- _PROBLEM TO WORK ON_
For the entries below, print exactly the lines between the line holding "Target: grass lawn" and the line holding "Target: black excavator arm", inclusive, and nothing else.
== == ==
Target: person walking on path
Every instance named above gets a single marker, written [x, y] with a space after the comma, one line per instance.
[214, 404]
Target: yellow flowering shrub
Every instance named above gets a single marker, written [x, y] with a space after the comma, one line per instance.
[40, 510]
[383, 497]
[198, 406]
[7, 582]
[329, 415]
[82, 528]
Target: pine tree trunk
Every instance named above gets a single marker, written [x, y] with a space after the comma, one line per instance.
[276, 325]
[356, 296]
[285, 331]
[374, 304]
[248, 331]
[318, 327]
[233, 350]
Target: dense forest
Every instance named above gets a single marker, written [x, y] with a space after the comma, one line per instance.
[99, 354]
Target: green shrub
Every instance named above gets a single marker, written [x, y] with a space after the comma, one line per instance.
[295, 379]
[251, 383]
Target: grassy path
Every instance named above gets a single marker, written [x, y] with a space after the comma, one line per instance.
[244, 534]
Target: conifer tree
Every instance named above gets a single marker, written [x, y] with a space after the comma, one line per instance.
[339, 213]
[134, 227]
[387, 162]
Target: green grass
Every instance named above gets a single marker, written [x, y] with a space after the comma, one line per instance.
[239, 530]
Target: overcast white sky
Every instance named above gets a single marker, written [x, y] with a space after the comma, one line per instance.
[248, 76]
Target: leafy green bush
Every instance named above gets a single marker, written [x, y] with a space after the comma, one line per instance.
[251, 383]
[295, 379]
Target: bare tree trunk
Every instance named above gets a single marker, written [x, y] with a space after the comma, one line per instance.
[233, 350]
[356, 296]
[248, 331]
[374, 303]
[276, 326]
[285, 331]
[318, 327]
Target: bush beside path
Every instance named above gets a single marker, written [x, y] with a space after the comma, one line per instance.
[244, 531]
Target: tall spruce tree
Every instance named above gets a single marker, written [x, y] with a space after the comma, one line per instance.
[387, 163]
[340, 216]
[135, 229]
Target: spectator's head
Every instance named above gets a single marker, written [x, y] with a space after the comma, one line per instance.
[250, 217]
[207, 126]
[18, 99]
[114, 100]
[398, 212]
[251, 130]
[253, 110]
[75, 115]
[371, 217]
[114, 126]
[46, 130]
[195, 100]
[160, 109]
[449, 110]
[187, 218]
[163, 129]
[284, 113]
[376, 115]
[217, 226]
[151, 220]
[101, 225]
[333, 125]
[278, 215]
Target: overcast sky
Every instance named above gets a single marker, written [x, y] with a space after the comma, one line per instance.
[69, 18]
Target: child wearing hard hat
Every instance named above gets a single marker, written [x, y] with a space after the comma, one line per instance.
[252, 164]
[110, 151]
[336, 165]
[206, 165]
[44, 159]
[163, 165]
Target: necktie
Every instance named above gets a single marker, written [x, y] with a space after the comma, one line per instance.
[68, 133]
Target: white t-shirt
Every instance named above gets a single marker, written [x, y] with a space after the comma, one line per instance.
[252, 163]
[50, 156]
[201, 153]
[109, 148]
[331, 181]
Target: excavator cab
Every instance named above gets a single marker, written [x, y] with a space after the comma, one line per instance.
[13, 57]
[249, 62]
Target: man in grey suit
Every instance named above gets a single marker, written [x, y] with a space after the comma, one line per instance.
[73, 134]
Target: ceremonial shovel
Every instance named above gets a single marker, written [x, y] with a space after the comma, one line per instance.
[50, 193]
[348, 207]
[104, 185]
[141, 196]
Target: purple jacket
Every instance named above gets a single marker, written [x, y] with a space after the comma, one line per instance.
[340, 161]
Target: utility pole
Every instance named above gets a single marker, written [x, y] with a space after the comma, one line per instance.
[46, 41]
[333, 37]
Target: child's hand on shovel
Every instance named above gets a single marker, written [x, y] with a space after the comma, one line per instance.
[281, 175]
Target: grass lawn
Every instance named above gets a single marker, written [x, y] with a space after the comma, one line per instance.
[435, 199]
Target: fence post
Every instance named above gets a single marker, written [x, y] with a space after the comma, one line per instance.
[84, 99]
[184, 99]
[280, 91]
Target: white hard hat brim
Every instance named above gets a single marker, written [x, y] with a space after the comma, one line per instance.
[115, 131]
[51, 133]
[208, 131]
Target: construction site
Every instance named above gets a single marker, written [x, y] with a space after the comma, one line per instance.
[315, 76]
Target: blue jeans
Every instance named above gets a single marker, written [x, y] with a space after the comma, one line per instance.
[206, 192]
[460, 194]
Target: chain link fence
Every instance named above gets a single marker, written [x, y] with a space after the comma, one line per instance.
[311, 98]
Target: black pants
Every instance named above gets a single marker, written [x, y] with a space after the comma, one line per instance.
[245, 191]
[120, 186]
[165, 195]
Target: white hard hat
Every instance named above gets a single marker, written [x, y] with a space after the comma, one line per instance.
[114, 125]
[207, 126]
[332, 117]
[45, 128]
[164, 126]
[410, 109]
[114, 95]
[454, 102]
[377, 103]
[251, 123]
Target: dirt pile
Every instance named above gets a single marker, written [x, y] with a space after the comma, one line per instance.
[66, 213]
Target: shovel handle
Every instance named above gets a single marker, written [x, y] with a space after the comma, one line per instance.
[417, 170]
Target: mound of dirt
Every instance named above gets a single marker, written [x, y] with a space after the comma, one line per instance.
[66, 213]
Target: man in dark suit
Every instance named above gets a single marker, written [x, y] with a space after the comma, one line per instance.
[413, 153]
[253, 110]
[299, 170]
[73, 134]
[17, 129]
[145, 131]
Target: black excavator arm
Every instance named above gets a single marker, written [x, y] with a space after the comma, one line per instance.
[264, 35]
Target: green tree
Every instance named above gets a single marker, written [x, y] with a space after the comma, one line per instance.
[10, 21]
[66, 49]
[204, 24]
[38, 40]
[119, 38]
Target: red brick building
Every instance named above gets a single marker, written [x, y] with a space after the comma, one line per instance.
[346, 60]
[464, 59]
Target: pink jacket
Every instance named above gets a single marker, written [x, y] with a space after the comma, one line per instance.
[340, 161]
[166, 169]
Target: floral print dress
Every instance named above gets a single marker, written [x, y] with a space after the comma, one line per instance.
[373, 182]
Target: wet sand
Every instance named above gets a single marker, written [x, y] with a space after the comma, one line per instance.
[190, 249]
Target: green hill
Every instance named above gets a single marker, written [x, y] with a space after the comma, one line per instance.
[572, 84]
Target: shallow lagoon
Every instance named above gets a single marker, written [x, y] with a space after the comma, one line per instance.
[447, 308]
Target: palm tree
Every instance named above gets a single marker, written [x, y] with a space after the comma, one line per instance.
== == ==
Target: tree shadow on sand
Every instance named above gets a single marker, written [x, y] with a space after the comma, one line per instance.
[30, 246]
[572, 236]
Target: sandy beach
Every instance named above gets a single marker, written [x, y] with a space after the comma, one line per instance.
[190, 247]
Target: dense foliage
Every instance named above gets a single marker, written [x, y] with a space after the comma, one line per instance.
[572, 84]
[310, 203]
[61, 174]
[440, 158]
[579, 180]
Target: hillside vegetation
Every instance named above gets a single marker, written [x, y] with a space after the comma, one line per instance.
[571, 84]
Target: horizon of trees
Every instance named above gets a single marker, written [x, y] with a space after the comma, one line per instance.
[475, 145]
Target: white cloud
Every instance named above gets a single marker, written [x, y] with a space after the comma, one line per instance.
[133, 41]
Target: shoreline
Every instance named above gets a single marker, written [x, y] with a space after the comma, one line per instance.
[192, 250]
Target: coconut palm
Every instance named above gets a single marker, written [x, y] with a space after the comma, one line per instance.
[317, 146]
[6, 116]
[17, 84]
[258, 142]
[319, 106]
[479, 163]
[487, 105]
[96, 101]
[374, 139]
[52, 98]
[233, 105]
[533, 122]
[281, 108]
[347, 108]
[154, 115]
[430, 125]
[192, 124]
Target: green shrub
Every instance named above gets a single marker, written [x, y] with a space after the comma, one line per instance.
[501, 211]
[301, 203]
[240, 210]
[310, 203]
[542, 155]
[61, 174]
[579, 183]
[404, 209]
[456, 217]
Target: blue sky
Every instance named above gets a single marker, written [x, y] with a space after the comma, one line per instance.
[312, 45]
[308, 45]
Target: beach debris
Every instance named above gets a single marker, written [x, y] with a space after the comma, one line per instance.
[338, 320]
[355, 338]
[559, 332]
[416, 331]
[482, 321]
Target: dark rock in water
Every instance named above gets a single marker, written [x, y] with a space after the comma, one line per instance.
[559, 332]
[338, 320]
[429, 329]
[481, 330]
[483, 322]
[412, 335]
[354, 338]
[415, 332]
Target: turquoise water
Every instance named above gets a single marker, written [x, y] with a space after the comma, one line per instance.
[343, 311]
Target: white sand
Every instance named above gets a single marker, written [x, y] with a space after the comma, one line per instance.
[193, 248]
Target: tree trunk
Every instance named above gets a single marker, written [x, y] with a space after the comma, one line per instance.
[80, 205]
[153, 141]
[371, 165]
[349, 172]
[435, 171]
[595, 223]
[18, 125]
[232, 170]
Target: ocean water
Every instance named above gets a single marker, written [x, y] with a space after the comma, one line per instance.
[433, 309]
== == ==
- _TASK RESULT_
Target: grass lawn
Every instance named above gets a single marker, written [x, y] with a space after the comma, one line per instance.
[435, 199]
Target: fence post
Every instance named above gets a single marker, written [x, y] with a space after the comma, one line per instance.
[84, 99]
[184, 99]
[280, 91]
Target: white hard hat brim
Every instance named above gets a single marker, written [x, y] with a space after the comma, one line per instance.
[115, 131]
[51, 133]
[208, 131]
Target: construction site
Every instance named above gets a single marker, written [x, y] with a space after the comma, one line per instance.
[315, 76]
Target: blue jeans
Every instance named above gets a single marker, written [x, y] with a space after the comma, one line per instance.
[206, 192]
[460, 194]
Target: chain link fence
Every instance named above gets a single marker, written [x, y] with a space after the comma, one line per instance.
[311, 98]
Target: black pants
Every instance named above gets a single marker, written [x, y] with a space after the comma, one line per instance.
[245, 191]
[120, 186]
[165, 195]
Target: white hard hat
Every instance named above gets a single marker, written [x, y] with a space after the comma, one line per instance.
[114, 125]
[207, 126]
[332, 117]
[45, 128]
[164, 126]
[410, 109]
[114, 95]
[454, 102]
[377, 103]
[251, 123]
Target: dirt pile
Every instance named above gets a single marker, written [x, y] with a space after the comma, one line per instance.
[66, 213]
Target: shovel handle
Every instance named above gets a single marker, written [x, y] with a space after the comma, one line per instance.
[417, 170]
Target: mound of dirt
Every instance named above gets a single marker, written [x, y] with a space after the comma, one line per instance.
[66, 213]
Target: man in dark suit
Every instance named above gets a single marker, written [x, y] with a space after the comma, one line per instance.
[413, 153]
[253, 110]
[299, 170]
[73, 134]
[17, 129]
[145, 131]
Target: black excavator arm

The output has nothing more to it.